* **Selected passage**
== Segment start ==

Gary K. Ng, PhD, MBA, is a life sciences leader bridging science, business, and innovation, with over 15 years of experience in technical and commercial roles across Silicon Valley and Boston. Trained as a chemist, he has driven transformative growth in startups and biotechs spanning drug discovery, biologics, automation, and single-cell technologies. Gary contributed to two landmark corporate events—XtalPi’s IPO (the first under Chapter 18C) and Abveris’s $190M acquisition by Twist Bioscience—leading commercialization, strategic marketing, and brand transformation. As the CEO & Co-founder of Precision BioAnalytics, he is pioneering a next-gen single-cell metabolomics platform to empower precision medicine research in hospitals and academia globally. His previous leadership roles consistently delivered new products, global BD expansion, and significant revenue growth. With cross-border experience between the US and China, and collaborations with leading advisors from Harvard, Tsinghua, CityU HK, and others, Gary combines multicultural insight with scientific and commercial excellence.

 

Novel Bioengineering Development Using A.I. for Medical Research

Advancements in engineering and artificial intelligence (AI) are catalyzing a paradigm shift in medical research, bringing us closer to the promise of precision medicine. While genomics and proteomics have provided a foundational framework—leading to transformative immunotherapeutics such as Keytruda—they do not capture the full complexity of cellular function. Metabolomics, the study of small molecules, offers a direct readout of cellular phenotypes and represents the next frontier in the multiomics revolution. However, traditional bulk analysis methods obscure critical cell-to-cell variations that underpin disease progression and therapeutic resistance.

== Segment end ==

* **Data provided**
== Segment start ==

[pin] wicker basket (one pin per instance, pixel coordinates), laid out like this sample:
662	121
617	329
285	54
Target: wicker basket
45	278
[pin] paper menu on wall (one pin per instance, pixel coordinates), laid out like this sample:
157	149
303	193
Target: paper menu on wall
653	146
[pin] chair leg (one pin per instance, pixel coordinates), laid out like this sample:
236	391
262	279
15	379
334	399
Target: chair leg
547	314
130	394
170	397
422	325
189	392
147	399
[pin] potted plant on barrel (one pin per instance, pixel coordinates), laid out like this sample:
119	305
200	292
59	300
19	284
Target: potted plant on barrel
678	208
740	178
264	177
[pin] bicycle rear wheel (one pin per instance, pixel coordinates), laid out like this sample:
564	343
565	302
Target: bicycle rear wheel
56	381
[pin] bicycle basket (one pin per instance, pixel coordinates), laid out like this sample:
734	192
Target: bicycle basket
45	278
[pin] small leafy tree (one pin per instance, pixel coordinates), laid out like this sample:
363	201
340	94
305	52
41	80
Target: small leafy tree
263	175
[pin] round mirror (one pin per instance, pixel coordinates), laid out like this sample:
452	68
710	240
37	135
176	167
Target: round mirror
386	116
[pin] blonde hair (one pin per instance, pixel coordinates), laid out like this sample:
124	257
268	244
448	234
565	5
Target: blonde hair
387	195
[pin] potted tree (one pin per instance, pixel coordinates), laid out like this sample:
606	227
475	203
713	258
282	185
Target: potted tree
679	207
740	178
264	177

== Segment end ==

Quote the full text on Gary K. Ng and A.I.-driven bioengineering, word for word from start to finish.

* **Task output**
Gary K. Ng, PhD, MBA, is a life sciences leader bridging science, business, and innovation, with over 15 years of experience in technical and commercial roles across Silicon Valley and Boston. Trained as a chemist, he has driven transformative growth in startups and biotechs spanning drug discovery, biologics, automation, and single-cell technologies. Gary contributed to two landmark corporate events—XtalPi’s IPO (the first under Chapter 18C) and Abveris’s $190M acquisition by Twist Bioscience—leading commercialization, strategic marketing, and brand transformation. As the CEO & Co-founder of Precision BioAnalytics, he is pioneering a next-gen single-cell metabolomics platform to empower precision medicine research in hospitals and academia globally. His previous leadership roles consistently delivered new products, global BD expansion, and significant revenue growth. With cross-border experience between the US and China, and collaborations with leading advisors from Harvard, Tsinghua, CityU HK, and others, Gary combines multicultural insight with scientific and commercial excellence.

 

Novel Bioengineering Development Using A.I. for Medical Research

Advancements in engineering and artificial intelligence (AI) are catalyzing a paradigm shift in medical research, bringing us closer to the promise of precision medicine. While genomics and proteomics have provided a foundational framework—leading to transformative immunotherapeutics such as Keytruda—they do not capture the full complexity of cellular function. Metabolomics, the study of small molecules, offers a direct readout of cellular phenotypes and represents the next frontier in the multiomics revolution. However, traditional bulk analysis methods obscure critical cell-to-cell variations that underpin disease progression and therapeutic resistance.